(Beginning of Records provided)

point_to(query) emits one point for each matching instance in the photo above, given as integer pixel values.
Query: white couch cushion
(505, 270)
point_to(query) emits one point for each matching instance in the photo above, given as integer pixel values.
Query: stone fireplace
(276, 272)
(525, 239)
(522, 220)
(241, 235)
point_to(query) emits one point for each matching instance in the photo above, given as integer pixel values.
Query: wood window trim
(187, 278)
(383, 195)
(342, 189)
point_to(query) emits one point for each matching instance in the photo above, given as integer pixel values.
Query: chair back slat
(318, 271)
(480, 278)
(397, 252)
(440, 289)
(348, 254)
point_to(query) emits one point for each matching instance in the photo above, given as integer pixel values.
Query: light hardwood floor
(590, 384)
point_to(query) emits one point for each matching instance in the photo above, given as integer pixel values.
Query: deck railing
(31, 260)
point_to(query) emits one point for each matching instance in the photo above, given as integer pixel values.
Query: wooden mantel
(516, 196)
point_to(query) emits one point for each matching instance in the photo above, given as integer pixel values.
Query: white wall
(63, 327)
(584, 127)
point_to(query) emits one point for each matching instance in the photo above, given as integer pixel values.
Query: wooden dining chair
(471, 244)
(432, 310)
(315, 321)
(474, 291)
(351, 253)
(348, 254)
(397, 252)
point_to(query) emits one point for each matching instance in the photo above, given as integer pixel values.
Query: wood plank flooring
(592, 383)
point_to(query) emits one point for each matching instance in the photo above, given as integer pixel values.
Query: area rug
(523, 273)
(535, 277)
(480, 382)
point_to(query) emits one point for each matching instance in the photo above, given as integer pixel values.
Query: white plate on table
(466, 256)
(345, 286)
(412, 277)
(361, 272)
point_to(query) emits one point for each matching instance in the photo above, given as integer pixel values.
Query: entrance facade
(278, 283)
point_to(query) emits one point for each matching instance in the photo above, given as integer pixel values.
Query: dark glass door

(End of Records provided)

Your task
Produce an exact copy of the entries above.

Response to the task
point_to(query) emits one point for each matching instance in the photo above, given as integer pixel values.
Query: white couch cushion
(505, 270)
point_to(query) emits one point for each matching instance in the photo above, given as integer pixel values.
Query: stone fireplace
(276, 272)
(525, 239)
(522, 220)
(241, 235)
point_to(query) emits one point for each matching instance in the photo above, given as integer pixel values.
Query: wood window trim
(187, 278)
(383, 195)
(342, 189)
point_to(query) emits one point for each matching instance in the photo above, given as integer pixel values.
Query: chair back slat
(318, 271)
(480, 278)
(397, 252)
(440, 289)
(348, 254)
point_to(query) emits one point for each matching instance in the photo above, given as integer pixel values.
Query: light hardwood floor
(590, 384)
point_to(query) emits one point for each matching instance in the photo above, given as integer pixel values.
Query: deck railing
(31, 260)
point_to(query) emits one point for each matching instance in the photo above, given as integer pixel values.
Query: wooden mantel
(516, 196)
point_to(query) emits one point for each matching instance in the photo above, given as integer pixel values.
Query: white wall
(63, 327)
(584, 127)
point_to(query) emits one point for each matching instance in the photo above, given as integer pixel values.
Query: wooden dining chair
(471, 244)
(432, 310)
(315, 321)
(474, 291)
(351, 253)
(348, 254)
(397, 252)
point_to(query) emits one point for each matching instance in the photo above, given as integer pixel values.
Query: wood plank flooring
(592, 383)
point_to(query) emits one point for each matching instance in the photo above, given as integer pixel values.
Query: area rug
(523, 273)
(535, 277)
(480, 382)
point_to(query) emits one point for each matching instance in the photo above, given as integer pixel values.
Query: white plate on table
(466, 256)
(345, 286)
(412, 277)
(361, 272)
point_to(query) emits one point for each matching instance in the photo above, given as integer pixel values.
Query: entrance facade
(278, 283)
point_to(query) emits one point for each matching instance in the photo above, given as integer pixel values.
Query: dark glass door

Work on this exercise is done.